Can you retype the whole listing below word for word, leaving the pictures out of your answer?

** Begin DATA TO PROCESS **

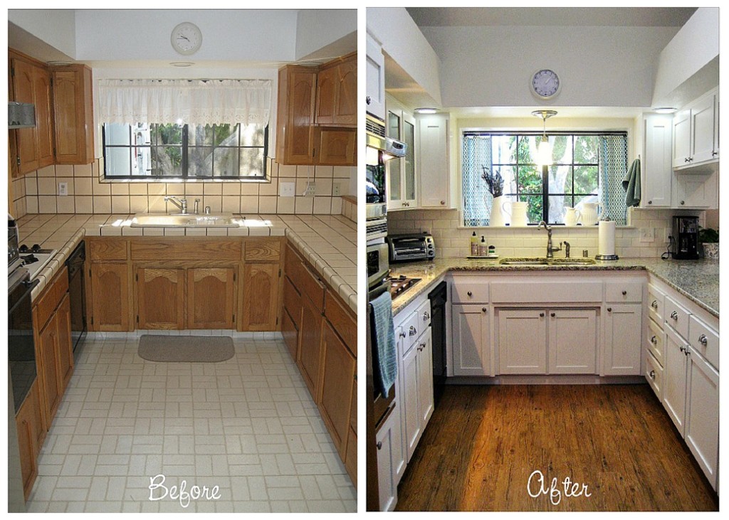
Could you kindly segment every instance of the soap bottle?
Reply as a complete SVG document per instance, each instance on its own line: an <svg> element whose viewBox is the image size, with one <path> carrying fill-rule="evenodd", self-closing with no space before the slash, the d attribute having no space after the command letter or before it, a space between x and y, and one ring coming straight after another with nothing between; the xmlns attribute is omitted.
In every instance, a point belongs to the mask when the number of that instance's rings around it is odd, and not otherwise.
<svg viewBox="0 0 729 520"><path fill-rule="evenodd" d="M486 245L486 240L481 235L481 243L478 245L478 256L486 256L488 253L488 247Z"/></svg>
<svg viewBox="0 0 729 520"><path fill-rule="evenodd" d="M473 232L473 235L471 235L471 256L478 256L478 237L476 236L476 232Z"/></svg>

** End DATA TO PROCESS **

**EXERCISE ANSWER:**
Could you kindly segment every instance of the soap bottle?
Reply as a complete SVG document per instance, each instance on its own line: an <svg> element whose viewBox is the image size, with one <path> carrying fill-rule="evenodd", self-closing with no space before the slash, the d attribute having no space after the command letter or before it, a space between x and y, and one ring coming straight after another with nothing between; the xmlns attribute is omitted.
In every instance, a point belongs to the mask when the number of that instance's rings around it is odd, and not otherwise.
<svg viewBox="0 0 729 520"><path fill-rule="evenodd" d="M486 245L486 240L481 235L481 243L478 245L478 256L486 256L488 253L488 247Z"/></svg>
<svg viewBox="0 0 729 520"><path fill-rule="evenodd" d="M473 232L473 235L471 235L471 256L478 256L478 237L476 236L476 232Z"/></svg>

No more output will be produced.